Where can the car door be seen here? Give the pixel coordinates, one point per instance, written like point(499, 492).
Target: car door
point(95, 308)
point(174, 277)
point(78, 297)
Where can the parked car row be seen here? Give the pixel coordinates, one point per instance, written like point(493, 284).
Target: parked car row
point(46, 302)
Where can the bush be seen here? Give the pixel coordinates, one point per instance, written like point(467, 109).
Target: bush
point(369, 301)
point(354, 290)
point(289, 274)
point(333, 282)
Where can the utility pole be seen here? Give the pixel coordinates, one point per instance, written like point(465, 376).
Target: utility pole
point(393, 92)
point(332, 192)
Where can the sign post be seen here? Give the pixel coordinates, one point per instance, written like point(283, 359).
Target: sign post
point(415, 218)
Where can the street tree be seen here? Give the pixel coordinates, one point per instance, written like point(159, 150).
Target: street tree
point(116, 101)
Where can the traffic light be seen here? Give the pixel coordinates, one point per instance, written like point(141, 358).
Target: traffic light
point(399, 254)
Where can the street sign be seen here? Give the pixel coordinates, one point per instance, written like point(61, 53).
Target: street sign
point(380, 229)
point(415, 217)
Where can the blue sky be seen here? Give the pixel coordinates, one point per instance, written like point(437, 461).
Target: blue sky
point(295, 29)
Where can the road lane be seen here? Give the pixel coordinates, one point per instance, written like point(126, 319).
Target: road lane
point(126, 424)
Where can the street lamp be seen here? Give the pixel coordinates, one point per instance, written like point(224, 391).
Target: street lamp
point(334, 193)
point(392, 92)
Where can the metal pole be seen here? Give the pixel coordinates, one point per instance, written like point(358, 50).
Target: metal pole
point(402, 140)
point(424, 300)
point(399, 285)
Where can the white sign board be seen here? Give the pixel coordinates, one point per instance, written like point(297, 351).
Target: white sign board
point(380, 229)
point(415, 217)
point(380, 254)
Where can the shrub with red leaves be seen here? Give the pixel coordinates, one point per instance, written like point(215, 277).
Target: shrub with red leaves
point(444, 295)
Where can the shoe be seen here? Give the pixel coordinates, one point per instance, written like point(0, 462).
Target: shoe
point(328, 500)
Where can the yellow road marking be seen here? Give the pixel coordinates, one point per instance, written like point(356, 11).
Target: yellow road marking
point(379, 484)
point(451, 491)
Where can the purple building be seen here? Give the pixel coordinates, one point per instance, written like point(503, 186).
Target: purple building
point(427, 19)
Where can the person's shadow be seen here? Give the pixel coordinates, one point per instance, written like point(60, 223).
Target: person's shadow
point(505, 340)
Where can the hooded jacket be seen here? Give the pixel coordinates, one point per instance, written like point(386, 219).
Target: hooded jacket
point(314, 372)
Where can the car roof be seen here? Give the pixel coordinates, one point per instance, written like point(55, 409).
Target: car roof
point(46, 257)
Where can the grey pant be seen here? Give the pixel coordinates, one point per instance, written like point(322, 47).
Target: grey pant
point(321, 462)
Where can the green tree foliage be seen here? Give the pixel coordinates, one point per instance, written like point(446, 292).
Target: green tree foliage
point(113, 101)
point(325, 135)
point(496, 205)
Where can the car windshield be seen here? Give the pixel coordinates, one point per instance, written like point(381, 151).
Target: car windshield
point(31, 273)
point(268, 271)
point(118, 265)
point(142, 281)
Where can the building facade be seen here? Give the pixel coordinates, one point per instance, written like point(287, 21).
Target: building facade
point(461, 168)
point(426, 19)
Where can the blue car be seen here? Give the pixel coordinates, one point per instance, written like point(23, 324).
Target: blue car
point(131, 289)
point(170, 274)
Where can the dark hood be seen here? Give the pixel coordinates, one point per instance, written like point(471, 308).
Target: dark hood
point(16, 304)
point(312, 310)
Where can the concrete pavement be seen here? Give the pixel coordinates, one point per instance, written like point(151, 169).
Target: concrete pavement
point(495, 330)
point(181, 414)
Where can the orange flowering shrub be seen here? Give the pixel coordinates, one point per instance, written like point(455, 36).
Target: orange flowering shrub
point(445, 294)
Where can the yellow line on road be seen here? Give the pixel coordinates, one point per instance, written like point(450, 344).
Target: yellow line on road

> **TASK DIRECTIONS**: Rewrite all of the material above as a numbered list with one line per entry, leaving out any blank lines.

> **ANSWER TO THIS PROBLEM**:
1. Where can the car door be seen here? Give the pixel coordinates, one point per instance, written like point(499, 492).
2. Target: car door
3. point(95, 308)
4. point(174, 277)
5. point(78, 297)
6. Where can the parked car row be seen here? Give the pixel coordinates, one point per instance, written like point(493, 284).
7. Target: parked car row
8. point(46, 302)
9. Where can the bush be seen here? Give the pixel coordinates, one point per instance, written like point(467, 109).
10. Target: bush
11. point(369, 301)
12. point(354, 290)
13. point(289, 274)
14. point(333, 282)
15. Where can the utility pole be seen here? Give the pixel coordinates, one point per instance, written like point(465, 376).
16. Target: utility pole
17. point(393, 92)
18. point(332, 192)
19. Where can the sign post be seen here? Give the pixel coordinates, one point per instance, written like point(283, 359).
20. Target: sign post
21. point(415, 218)
22. Where can the street tree be seen here? Give the pixel coordinates, one point per instance, written like point(159, 150).
23. Target: street tree
24. point(116, 101)
25. Where can the traffic light be seen here? Give the pixel coordinates, one point per instance, written like point(141, 358).
26. Target: traffic light
27. point(399, 254)
28. Where can the street sign be seen here? Give the pixel coordinates, one point per instance, written like point(61, 53).
29. Target: street sign
30. point(380, 229)
31. point(415, 217)
32. Where can the blue sky be seen here? Give the pixel coordinates, one point per instance, written like point(437, 461).
33. Target: blue sky
34. point(295, 29)
35. Where can the road lane be seen here? Give the pixel coordinates, one point per instance, written like point(126, 319).
36. Target: road lane
37. point(126, 424)
38. Where can the street lamp be seen here? Give the pixel coordinates, one point per instance, written like point(224, 391).
39. Target: street lamp
40. point(334, 193)
41. point(392, 92)
42. Where can the metal pole be seen here? Give the pixel coordinates, one point per instance, written like point(358, 50).
43. Target: metal pole
44. point(402, 140)
45. point(424, 300)
46. point(399, 285)
47. Where can the white sign board be seen here? Give the pixel coordinates, one point per instance, written like point(297, 351).
48. Target: white sign board
49. point(380, 229)
50. point(415, 217)
51. point(380, 254)
52. Where can the shrub with red leaves be seen here? Give the pixel coordinates, one point per instance, written like point(215, 277).
53. Target: shrub with red leaves
54. point(444, 295)
55. Where can the shoe be seen here? Give the pixel coordinates, one point per instance, written like point(0, 462).
56. Target: shoe
57. point(328, 500)
58. Where can the yellow road marking be seen here? Give the pixel coordinates, one point per instance, written like point(356, 11).
59. Target: yellow road marking
60. point(379, 484)
61. point(451, 491)
62. Where can the purple building be seen here? Give the pixel coordinates, one point per instance, written like point(503, 186).
63. Target: purple building
64. point(427, 19)
65. Where can the person's shadow be seen here? Give the pixel coordinates, one point per instance, written like point(60, 223).
66. Target: person's shadow
67. point(505, 340)
68. Where can the hooded jacket be seen here? Give the pixel coordinates, one point per instance, written like point(386, 219).
69. Target: hooded jacket
70. point(314, 372)
71. Where can the car roof be seen here? Give the pixel coordinates, one point per instance, written like point(55, 409).
72. Target: car roof
73. point(46, 257)
74. Where can the grey pant be seen here? Give the pixel coordinates, one point per instance, written like point(322, 47).
75. Target: grey pant
76. point(321, 462)
77. Where can the green tree foliage be seen here? Give the pixel coordinates, one point per instance, written like point(446, 292).
78. Target: green tree foliage
79. point(113, 101)
80. point(325, 135)
81. point(496, 205)
82. Where can the car windshield be seen here? Give the pixel coordinates, one point per instance, written like point(381, 151).
83. Target: car windshield
84. point(31, 273)
85. point(268, 271)
86. point(118, 265)
87. point(142, 281)
88. Where can the building facade be seen here? Give the pixel coordinates, one point per instance, written like point(287, 21).
89. Target: building facade
90. point(461, 168)
91. point(426, 19)
92. Where can the blue car be seen here? Give the pixel coordinates, one point per instance, written like point(23, 324).
93. Target: blue car
94. point(131, 289)
95. point(170, 274)
96. Where can the dark hood be seen here? Give the pixel coordinates, one point per instance, written like point(471, 308).
97. Target: dark hood
98. point(16, 304)
99. point(312, 310)
100. Where can the concrete pavement be seen here? Give the pixel coordinates, one point per instance, written like point(151, 169).
101. Target: concrete pavement
102. point(495, 330)
103. point(181, 414)
104. Where can the orange flowering shrub be seen here? Give the pixel coordinates, one point per instance, written like point(455, 36).
105. Target: orange flowering shrub
106. point(445, 294)
107. Where can the yellow line on road be seen here? Give the pixel coordinates, one point per instance, written like point(450, 344).
108. Target: yellow line on road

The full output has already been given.